WHAT TO PRODUCE
Rewrite the data below with every "four integers" changed to "four whole numbers", leaving everything else the same. Leave the pictures out of your version.

(Records)
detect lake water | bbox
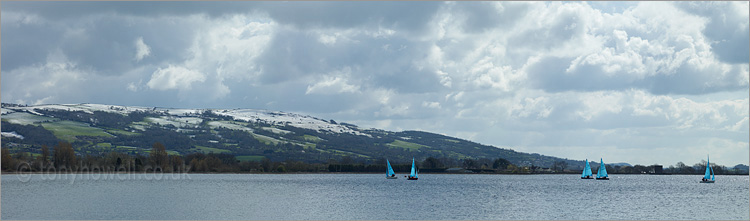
[0,174,750,220]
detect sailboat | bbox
[385,160,398,179]
[701,157,716,183]
[407,158,419,180]
[596,158,609,180]
[581,159,594,179]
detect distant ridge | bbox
[2,103,592,169]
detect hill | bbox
[2,103,583,169]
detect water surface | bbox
[0,174,750,220]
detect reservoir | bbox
[0,174,750,220]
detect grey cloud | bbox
[257,27,444,93]
[452,2,529,33]
[675,2,750,64]
[263,2,443,31]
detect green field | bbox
[96,143,112,148]
[143,150,182,155]
[387,140,430,151]
[42,120,112,142]
[107,129,141,136]
[253,134,282,145]
[2,112,57,125]
[190,146,232,153]
[237,155,265,161]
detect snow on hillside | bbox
[215,109,372,137]
[0,108,15,115]
[3,104,372,137]
[0,131,23,139]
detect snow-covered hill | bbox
[2,104,372,137]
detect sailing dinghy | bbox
[581,159,594,179]
[596,158,609,180]
[407,158,419,180]
[701,157,716,183]
[385,160,398,179]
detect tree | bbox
[169,155,184,171]
[52,142,77,170]
[422,157,445,168]
[492,158,510,170]
[2,148,16,170]
[149,142,169,171]
[39,145,49,167]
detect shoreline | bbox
[0,171,750,176]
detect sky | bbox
[0,2,750,166]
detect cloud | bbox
[146,65,206,90]
[305,67,359,94]
[135,37,151,61]
[1,2,750,166]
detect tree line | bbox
[2,142,747,175]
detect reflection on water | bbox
[0,174,750,220]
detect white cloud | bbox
[135,37,151,61]
[146,65,206,90]
[305,67,360,94]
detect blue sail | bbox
[596,158,607,178]
[385,160,396,176]
[409,158,417,178]
[581,159,592,177]
[703,158,714,180]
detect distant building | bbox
[649,164,664,174]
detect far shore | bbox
[0,171,750,177]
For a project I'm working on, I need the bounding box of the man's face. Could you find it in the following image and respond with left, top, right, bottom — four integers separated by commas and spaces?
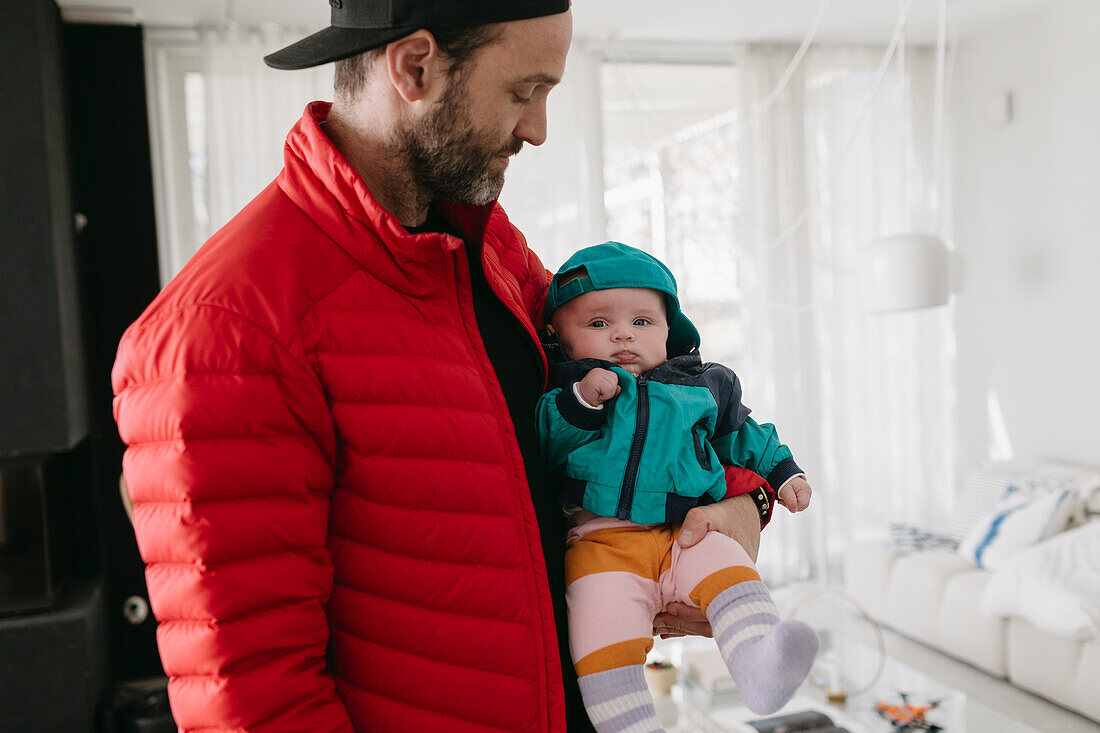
551, 287, 669, 375
397, 12, 572, 204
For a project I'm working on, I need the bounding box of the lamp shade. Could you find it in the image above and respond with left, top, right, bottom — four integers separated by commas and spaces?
860, 233, 952, 313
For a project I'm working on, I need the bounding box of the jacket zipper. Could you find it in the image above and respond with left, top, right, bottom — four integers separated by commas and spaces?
615, 375, 649, 519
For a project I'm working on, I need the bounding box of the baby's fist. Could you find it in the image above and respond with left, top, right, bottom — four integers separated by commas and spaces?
576, 367, 619, 407
779, 475, 813, 513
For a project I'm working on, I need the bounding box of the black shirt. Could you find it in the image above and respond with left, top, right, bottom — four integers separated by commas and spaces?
408, 207, 593, 732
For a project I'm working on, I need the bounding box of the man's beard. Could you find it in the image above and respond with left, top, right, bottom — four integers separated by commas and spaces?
397, 78, 524, 204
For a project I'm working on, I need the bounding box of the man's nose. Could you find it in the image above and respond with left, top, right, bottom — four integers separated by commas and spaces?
515, 97, 547, 145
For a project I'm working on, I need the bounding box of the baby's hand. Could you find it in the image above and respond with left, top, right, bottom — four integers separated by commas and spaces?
779, 477, 813, 513
576, 367, 619, 407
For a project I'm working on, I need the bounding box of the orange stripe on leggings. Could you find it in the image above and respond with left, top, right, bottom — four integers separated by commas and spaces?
688, 566, 760, 613
573, 638, 653, 677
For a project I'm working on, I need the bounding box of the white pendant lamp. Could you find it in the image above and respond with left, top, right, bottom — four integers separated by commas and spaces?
860, 0, 955, 313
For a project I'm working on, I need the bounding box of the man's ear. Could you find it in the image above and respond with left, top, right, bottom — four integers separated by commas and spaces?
385, 29, 443, 102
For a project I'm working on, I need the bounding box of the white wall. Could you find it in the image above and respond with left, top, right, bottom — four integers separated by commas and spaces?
950, 0, 1100, 472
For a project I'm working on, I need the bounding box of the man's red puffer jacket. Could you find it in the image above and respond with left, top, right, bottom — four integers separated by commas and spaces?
112, 102, 564, 732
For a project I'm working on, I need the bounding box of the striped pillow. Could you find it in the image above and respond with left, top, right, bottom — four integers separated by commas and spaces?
958, 489, 1084, 569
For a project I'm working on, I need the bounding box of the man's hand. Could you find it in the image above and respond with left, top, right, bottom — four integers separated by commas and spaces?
779, 477, 813, 514
576, 367, 619, 407
653, 494, 760, 638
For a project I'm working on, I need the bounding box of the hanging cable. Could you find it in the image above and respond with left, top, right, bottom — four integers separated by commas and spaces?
765, 0, 913, 252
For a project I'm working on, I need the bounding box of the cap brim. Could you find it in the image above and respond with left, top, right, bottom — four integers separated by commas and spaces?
667, 313, 700, 358
264, 26, 416, 70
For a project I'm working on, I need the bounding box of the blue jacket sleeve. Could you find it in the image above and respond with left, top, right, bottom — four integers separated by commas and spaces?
535, 384, 607, 471
704, 364, 802, 488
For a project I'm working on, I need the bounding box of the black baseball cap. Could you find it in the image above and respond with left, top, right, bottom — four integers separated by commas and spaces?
264, 0, 570, 69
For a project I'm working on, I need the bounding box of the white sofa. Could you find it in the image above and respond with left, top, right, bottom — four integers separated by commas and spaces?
844, 540, 1100, 722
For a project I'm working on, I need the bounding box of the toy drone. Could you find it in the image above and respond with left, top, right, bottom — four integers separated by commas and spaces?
876, 692, 944, 733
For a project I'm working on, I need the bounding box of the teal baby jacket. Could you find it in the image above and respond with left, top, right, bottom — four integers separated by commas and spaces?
536, 350, 802, 524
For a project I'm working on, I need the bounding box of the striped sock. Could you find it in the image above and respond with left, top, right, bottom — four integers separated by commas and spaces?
706, 580, 817, 714
576, 665, 664, 733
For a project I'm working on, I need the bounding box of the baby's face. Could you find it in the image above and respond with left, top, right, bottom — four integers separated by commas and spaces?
550, 287, 669, 375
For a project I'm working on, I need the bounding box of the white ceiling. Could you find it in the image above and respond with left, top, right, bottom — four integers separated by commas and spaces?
58, 0, 1057, 43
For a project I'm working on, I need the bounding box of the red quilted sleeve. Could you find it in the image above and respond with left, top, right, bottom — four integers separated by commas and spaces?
509, 225, 553, 330
112, 305, 351, 732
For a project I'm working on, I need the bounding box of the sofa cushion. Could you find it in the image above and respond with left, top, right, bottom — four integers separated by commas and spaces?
844, 541, 1007, 677
886, 553, 974, 648
958, 489, 1084, 569
1008, 617, 1100, 722
936, 568, 1008, 678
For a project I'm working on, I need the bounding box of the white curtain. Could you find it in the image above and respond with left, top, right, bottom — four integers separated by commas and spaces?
736, 46, 955, 581
200, 26, 332, 237
146, 29, 956, 583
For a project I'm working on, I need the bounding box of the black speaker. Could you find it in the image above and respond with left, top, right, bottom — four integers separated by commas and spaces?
0, 0, 89, 457
0, 580, 107, 733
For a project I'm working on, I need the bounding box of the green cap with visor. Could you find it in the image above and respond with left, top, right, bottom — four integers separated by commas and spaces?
546, 242, 700, 357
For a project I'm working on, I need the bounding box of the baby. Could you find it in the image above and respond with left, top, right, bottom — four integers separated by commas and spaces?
537, 242, 817, 733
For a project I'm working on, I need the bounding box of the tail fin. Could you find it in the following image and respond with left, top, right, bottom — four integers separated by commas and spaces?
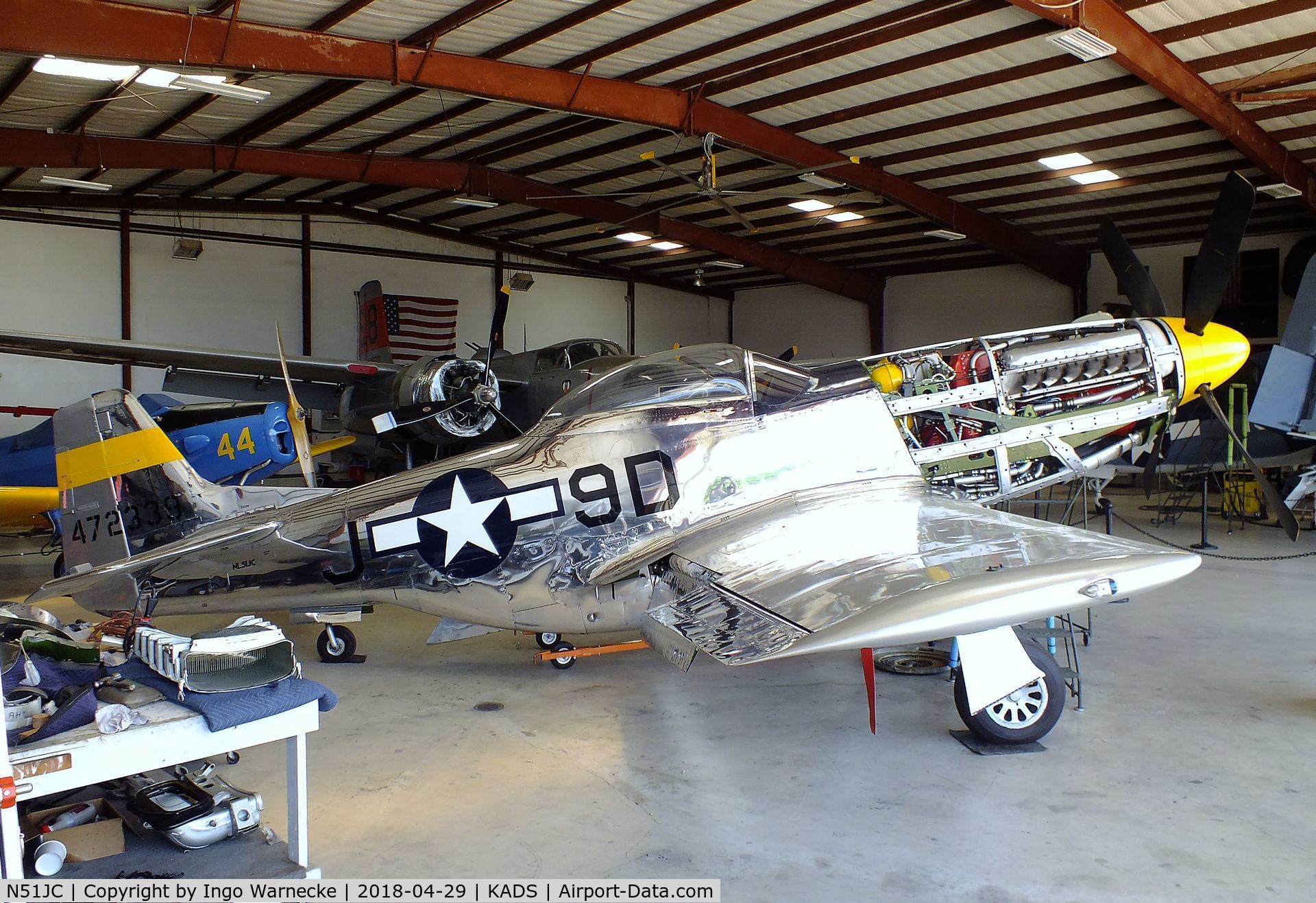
356, 279, 393, 363
54, 388, 233, 571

SOLUTION TO THE EXERCISE
detect lake water | bbox
[0,174,750,220]
detect sailboat | bbox
[385,160,398,179]
[701,157,716,183]
[407,158,419,180]
[596,158,609,180]
[581,159,594,179]
detect distant ridge | bbox
[2,103,592,169]
detect hill | bbox
[2,103,583,169]
detect water surface | bbox
[0,174,750,220]
detect reservoir | bbox
[0,174,750,220]
detect grey cloud | bbox
[257,27,444,93]
[452,2,529,33]
[675,2,750,64]
[263,2,443,31]
detect green field | bbox
[96,143,112,148]
[143,150,182,155]
[387,140,430,151]
[42,120,112,142]
[107,129,141,136]
[253,134,282,145]
[2,112,57,125]
[190,146,232,153]
[237,155,265,161]
detect snow on hillside | bbox
[215,109,372,137]
[0,108,15,115]
[3,104,372,137]
[0,131,23,139]
detect snow-covered hill | bbox
[2,104,372,137]
detect sailing dinghy | bbox
[581,159,594,179]
[596,158,609,180]
[407,158,419,180]
[701,157,716,183]
[385,160,398,179]
detect tree | bbox
[169,155,184,171]
[52,142,77,170]
[422,157,445,168]
[492,158,510,170]
[2,148,16,170]
[149,142,169,171]
[39,145,49,167]
detect shoreline | bbox
[0,171,750,176]
detect sky | bbox
[0,2,750,166]
detect cloud | bbox
[146,65,206,90]
[305,67,359,94]
[135,37,151,61]
[1,2,750,166]
detect tree line | bbox
[2,142,747,175]
detect reflection on water | bbox
[0,174,750,220]
detect white cloud | bbox
[135,37,151,61]
[146,65,206,90]
[305,67,360,94]
detect blue sail | bbox
[596,158,607,178]
[385,160,396,176]
[409,158,417,178]
[581,159,592,177]
[703,158,714,180]
detect distant building | bbox
[649,164,664,174]
detect far shore | bbox
[0,171,750,177]
For a project I'm working on, I need the bounding box of the man's face. Could you find it in the following image and respond with left, top, right, bottom — four whole numbers separated by commas and spaces?
551, 287, 669, 375
397, 12, 572, 204
For a project I'm working on, I need the bounding box of the lamp shade. Could you find it in the image above and respond with left, top, right, bottom — four whole numbers separated by commas and spaces?
860, 233, 952, 313
For a project I'm working on, I need the bounding box of the jacket zipper. Could you find it in the image above and respond with left, top, right, bottom — four whole numbers separated by commas and spaces?
615, 375, 649, 519
For a project I'm working on, I need the bounding box of the baby's fist. Could you find it in the image above and respond with left, top, right, bottom — four whole numbers separated by commas and spaces?
576, 367, 619, 407
779, 475, 813, 513
For a project I'm working on, I need the bounding box of the black shirt. Could you find it in the image above and respond with left, top, right, bottom — four whole numbers separated by commas and spaces?
408, 207, 593, 732
For a project I'm working on, I need the bounding box of the man's beard. Could you find it in the image above and respond with left, top, right, bottom — four whole numbers separated by commas and spaces?
397, 78, 524, 204
For a project I'm working on, I need the bounding box of the man's nose. Could you find it in the image above and respond with left, top, right, bottom — four whole numbers separated by commas and spaces?
515, 97, 547, 145
For a project I'm working on, I need the bounding box of the baby's hand. Could you find it in the image above and respond with left, top, right, bottom — four whole numbers separated by commas and spaces?
779, 477, 813, 513
576, 367, 619, 407
For a project I'm working on, I need the bounding box of the orange stripe on leggings. Could you find it in the image above and respond with left, top, right, bottom — four whole numbers separated by commas and spaces?
688, 566, 760, 613
573, 638, 653, 677
For a project I'm working on, I need the bounding box of the white pendant lamp. Could you find it in the image above and respond with left, top, right, bottom — four whole numbers separated by commas and spaces?
860, 0, 955, 313
For a project I'm working on, I need the bounding box of the man's ear. Could you find it in the image above and respond with left, top, right, bottom — four whole numbers separated by commas and spaces?
385, 29, 443, 102
For a project I'm working on, I need the bounding box of the white wall. Could you find it in the image above and respond with left, top, right, bottom — four whole numbers separated by commas and spaces?
950, 0, 1100, 472
For a project I'm working on, I need the bounding box of the man's red puffer jacket. Could you find it in the image above and respond with left, top, right, bottom — four whole numbers separated by commas and spaces?
112, 102, 564, 732
For a project I'm working on, I need the bounding box of the striped pillow. Could you find it in the image above and respond with left, top, right, bottom — four whole numbers separated by commas and spaces?
958, 489, 1084, 569
For a project I'm working on, I need the bounding box of the man's hand. Could you find it in the image above and respond with left, top, right, bottom — four whole numbers separated by commas and spaces?
779, 477, 813, 514
576, 367, 619, 407
653, 494, 760, 638
For a project I'm working on, I need the bounding box of the hanging cable. Could you find it in the image above and respond with left, top, right, bottom — four whole numbers separated by commas and spaces?
765, 0, 913, 252
For a project I'm working on, I need the bounding box of the cap brim. Could you find it in the image above and respond with left, top, right, bottom — four whole numbers separated by commas and spaces?
667, 313, 700, 358
264, 26, 416, 70
For a project I'm working on, I need the bounding box of the blue jacket sleeve. Could you find it in the image above and respond with left, top, right, bottom — four whole numbers separated by commas and spaces?
535, 384, 607, 471
704, 364, 802, 488
For a project I'm working on, I need the bounding box of the black baseball cap. Could you find it in the image above and respond with left, top, right, bottom — four whole numbers separated by commas and spaces?
264, 0, 570, 69
For a project I'm working on, I need the bounding box of the white sofa. Could you find it in the image above and respond with left, top, right, bottom — four whole numbers separated by commas and spaces?
844, 540, 1100, 722
For a project I'm working on, I need the bounding box of the toy drone. Could you find it in the image above and respond with left, top, right, bottom — four whole numbers separated by commas and spaces?
876, 692, 944, 733
For a project I'm working on, I need the bounding box of the teal baby jacket. Could you find it in the image above and respond with left, top, right, bottom — four whole numbers separated by commas and spaces?
536, 350, 802, 524
For a project I'm working on, I need the bounding box of the striped sock. Could you find it in the image above and respond with left, top, right, bottom — four whole numbers separated by commas and spaces?
706, 580, 817, 714
576, 665, 664, 733
For a project I'm working on, I need the bounding box of the baby's face. Could you find it in the image above and respond with left, top, right, bottom — four whole numbers separated by commas and spaces?
550, 287, 669, 375
For a project I'm working on, I need the bounding box of the white ceiling. Could you find it in the image above and respond with left, top, right, bottom — four whole numbers separated by commas and spaces?
58, 0, 1057, 43
For a project I'm working on, I need the bounding box of the red quilted sleeve. Could you find it in the image above and respond with left, top, right, bottom — four whole numbers separated by commas and spaces?
509, 225, 553, 330
112, 305, 351, 732
For a project I'm working on, I need the bounding box of the sofa cushion. Could you find it in the image above and respond with left, top, right, bottom — four whole numbers separated by commas and spaces?
844, 541, 1007, 677
886, 553, 974, 648
958, 489, 1084, 569
1008, 617, 1100, 722
936, 568, 1008, 678
For a project I'm working on, I need the bounding box of the white curtain. Could you find it in the image above and respond with left, top, right, bottom — four whole numbers separated by commas and spaces?
736, 46, 955, 581
200, 26, 332, 237
146, 29, 956, 583
For a project I'm working on, I need the bounding box of the black speaker. Could you find it in the image above and respond with left, top, right, bottom — four whole numbers separated by commas and spaces?
0, 0, 89, 457
0, 580, 107, 733
For a project I'm working on, I need the bounding box of the green cap with visor. Could you find it in the image above and respond with left, top, right, bottom — four whole numbers separated by commas and spaces?
546, 242, 700, 357
For a project I'm working on, I need the bounding box of the baby. Could you find it in the image above and respond with left, top, right, bottom — four whole numbers separated by commas and spaces?
537, 242, 817, 733
For a project I'm working on, I need the bounding box of the tail fin. Could you find it in the following image and respond with left, top, right, bottom — four whole numbers separated by commas and spaces?
356, 279, 393, 363
54, 388, 233, 571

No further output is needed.